# What is expected
Determine how many lines of the entries contain "post". Reply with that number alone.

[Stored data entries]
-- Opening Marker --
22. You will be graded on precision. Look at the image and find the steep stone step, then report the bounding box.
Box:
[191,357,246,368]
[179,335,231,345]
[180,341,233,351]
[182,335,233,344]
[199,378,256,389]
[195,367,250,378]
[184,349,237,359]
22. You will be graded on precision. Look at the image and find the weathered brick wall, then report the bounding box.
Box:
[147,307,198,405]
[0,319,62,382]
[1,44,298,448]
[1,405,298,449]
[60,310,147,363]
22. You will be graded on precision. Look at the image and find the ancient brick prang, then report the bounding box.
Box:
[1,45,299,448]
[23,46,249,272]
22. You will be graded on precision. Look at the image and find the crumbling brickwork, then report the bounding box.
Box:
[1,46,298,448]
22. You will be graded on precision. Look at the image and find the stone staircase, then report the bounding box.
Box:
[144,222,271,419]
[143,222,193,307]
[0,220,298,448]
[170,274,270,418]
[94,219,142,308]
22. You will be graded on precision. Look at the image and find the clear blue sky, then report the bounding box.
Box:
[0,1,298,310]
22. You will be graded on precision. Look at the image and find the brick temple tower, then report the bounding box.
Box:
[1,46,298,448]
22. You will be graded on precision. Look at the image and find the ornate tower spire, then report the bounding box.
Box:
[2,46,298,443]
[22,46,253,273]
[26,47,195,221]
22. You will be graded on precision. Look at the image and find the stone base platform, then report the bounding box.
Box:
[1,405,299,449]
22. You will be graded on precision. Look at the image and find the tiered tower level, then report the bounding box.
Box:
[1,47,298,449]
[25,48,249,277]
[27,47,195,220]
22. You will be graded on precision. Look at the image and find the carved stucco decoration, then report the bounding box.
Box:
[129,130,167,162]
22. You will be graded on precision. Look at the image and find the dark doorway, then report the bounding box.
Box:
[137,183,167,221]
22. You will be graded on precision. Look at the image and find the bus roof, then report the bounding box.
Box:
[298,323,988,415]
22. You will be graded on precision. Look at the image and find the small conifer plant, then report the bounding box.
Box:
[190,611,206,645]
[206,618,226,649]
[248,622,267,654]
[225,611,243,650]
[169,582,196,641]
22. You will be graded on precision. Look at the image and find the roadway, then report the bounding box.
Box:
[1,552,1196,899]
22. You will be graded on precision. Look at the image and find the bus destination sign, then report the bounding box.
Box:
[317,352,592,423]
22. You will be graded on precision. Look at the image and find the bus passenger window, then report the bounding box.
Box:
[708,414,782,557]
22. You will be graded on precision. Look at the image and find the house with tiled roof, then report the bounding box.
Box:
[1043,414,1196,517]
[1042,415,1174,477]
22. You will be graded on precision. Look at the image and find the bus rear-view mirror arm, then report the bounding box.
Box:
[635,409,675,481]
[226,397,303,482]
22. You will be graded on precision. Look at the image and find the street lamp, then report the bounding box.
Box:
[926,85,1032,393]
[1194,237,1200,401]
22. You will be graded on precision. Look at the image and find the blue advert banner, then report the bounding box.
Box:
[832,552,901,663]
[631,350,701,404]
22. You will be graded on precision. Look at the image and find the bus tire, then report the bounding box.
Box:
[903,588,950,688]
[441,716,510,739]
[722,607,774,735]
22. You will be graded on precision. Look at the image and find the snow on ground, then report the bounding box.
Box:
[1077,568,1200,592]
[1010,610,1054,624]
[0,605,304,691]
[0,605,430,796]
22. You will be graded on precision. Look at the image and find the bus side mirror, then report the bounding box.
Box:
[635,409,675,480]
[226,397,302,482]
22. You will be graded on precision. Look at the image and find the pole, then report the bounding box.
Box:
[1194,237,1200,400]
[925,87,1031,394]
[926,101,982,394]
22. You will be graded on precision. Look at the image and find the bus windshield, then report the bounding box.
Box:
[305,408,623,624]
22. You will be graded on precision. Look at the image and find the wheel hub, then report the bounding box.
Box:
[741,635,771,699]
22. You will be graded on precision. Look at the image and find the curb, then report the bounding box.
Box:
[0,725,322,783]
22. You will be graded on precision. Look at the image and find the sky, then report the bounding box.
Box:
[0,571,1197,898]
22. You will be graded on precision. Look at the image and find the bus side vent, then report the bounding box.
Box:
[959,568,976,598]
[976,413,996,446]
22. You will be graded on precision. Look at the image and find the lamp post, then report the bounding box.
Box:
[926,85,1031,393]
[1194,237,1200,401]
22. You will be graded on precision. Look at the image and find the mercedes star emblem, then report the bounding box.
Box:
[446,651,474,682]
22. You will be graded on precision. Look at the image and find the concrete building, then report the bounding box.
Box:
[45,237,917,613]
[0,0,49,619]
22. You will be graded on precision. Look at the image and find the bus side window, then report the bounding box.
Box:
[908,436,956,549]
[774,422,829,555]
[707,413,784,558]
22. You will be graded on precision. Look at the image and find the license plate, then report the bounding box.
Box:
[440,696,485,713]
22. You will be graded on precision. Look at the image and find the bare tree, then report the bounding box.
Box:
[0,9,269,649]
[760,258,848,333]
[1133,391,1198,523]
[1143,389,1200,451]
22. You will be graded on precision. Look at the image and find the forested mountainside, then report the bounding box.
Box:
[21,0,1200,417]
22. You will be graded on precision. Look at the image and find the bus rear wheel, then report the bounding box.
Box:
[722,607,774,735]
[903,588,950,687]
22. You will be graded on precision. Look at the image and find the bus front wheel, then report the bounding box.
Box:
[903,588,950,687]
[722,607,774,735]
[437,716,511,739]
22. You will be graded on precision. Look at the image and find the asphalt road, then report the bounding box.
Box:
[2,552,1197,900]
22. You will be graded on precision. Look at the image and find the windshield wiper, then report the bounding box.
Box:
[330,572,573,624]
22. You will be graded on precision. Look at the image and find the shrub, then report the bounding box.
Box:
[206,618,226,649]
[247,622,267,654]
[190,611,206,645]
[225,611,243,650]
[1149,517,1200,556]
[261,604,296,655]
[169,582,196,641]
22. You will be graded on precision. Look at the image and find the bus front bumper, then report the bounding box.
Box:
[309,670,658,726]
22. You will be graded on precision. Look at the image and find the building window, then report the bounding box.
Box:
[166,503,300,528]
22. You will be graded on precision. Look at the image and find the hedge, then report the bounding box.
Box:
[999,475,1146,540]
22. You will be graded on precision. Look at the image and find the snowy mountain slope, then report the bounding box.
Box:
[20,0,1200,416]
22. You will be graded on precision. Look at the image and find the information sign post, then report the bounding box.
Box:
-- Closing Marker --
# Solution
2